**SELECTED PASSAGE:**
[Great Britain and the American Civil War by Ephraim Douglass Adams]@TWC D-Link bookGreat Britain and the American Civil War CHAPTER XVI 21/61
We have no very serious matter of complaint that we are aware of against the present Government of America. Allowance being made for the difficulties of their position, they are conducting the war with a fair regard to the rights of neutral nations.
The war has swept American commerce from the sea, and placed it, in great measure, in our hands; we have supplied the loss of the cotton which was suddenly withdrawn from us; the returns of our revenue and our trade are thoroughly satisfactory, and we have received an equivalent for the markets closed to us in America in the vast impulse that has been given towards the development of the prosperity of India.
We see a great nation, which has not been in times past sparing of its menaces and predictions of our ruin, apparently resolved to execute, without pause and without remorse, the most dreadful judgments of Heaven upon itself.

**PROBLEMS TO SOLVE:**
• a. Print the section of the passage on Great Britain and the American Civil War that begins with the words "We see a great" and stops after the words "Heaven upon itself.".
• b. Name each place that appears in the passage on Great Britain and the American Civil War, counting its heading, and list each one only once.
• c. Carry the passage on Great Britain and the American Civil War forward from its last sentence.

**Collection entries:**
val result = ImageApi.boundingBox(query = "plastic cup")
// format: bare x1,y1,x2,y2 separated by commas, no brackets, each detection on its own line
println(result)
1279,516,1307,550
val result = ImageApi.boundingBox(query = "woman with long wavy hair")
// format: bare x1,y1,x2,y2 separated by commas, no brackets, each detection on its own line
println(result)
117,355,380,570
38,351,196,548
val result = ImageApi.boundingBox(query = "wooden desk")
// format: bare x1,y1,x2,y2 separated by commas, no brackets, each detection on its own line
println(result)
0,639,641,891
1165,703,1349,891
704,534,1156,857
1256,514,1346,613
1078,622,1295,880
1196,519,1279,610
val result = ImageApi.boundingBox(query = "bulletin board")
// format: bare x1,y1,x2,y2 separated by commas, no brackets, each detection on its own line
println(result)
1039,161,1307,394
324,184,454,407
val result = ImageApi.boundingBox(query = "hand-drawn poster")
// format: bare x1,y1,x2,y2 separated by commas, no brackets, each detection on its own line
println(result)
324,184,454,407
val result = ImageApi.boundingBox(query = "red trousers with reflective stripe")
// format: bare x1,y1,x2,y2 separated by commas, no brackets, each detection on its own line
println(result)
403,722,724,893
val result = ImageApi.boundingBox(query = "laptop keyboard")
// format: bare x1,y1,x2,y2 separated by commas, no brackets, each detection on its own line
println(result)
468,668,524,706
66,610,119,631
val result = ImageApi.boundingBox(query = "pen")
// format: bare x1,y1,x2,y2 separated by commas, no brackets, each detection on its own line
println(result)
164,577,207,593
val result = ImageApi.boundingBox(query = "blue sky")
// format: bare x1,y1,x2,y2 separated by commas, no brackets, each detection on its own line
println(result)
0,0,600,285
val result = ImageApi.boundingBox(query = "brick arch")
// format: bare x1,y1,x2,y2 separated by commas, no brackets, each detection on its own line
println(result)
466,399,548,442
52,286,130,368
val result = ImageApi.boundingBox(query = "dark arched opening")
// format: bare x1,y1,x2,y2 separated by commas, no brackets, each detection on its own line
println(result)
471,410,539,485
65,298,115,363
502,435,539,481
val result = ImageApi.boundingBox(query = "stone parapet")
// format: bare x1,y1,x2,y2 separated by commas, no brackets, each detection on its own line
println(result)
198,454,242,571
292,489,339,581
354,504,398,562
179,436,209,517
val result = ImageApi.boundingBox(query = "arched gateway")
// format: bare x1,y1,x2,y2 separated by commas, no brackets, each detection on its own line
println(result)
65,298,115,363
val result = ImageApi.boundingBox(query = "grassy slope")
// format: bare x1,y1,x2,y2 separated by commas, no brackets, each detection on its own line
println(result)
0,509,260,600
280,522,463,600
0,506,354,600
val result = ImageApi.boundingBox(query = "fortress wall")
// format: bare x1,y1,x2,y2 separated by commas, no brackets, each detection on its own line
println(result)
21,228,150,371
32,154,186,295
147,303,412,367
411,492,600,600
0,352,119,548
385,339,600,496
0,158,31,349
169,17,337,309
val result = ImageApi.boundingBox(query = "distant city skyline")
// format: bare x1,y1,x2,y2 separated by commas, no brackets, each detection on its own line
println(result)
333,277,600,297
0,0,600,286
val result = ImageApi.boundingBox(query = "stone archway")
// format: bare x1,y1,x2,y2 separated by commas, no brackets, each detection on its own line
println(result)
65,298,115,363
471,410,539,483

**ANSWERS BY TASK:**
• a.
We see a great nation, which has not been in times past sparing of its menaces and predictions of our ruin, apparently resolved to execute, without pause and without remorse, the most dreadful judgments of Heaven upon itself.

• b. Great Britain, America, India

• c.
We see the frantic patient tearing the bandages from his wounds and thrusting aside the hand that would assuage his miseries, and every day that the war goes on we see less and less probability that the great fabric of the Union will ever be reconstructed in its original form, and more and more likelihood that the process of disintegration will extend far beyond the present division between North and South....
Were we really animated by the spirit of hostility which is always assumed to prevail among us towards America, we should view the terrible spectacle with exultation and delight, we should rejoice that the American people, untaught by past misfortunes, have resolved to continue the war to the end, and hail the probable continuance of the power of Mr.Lincoln as the event most calculated to pledge the nation to a steady continuance in its suicidal policy.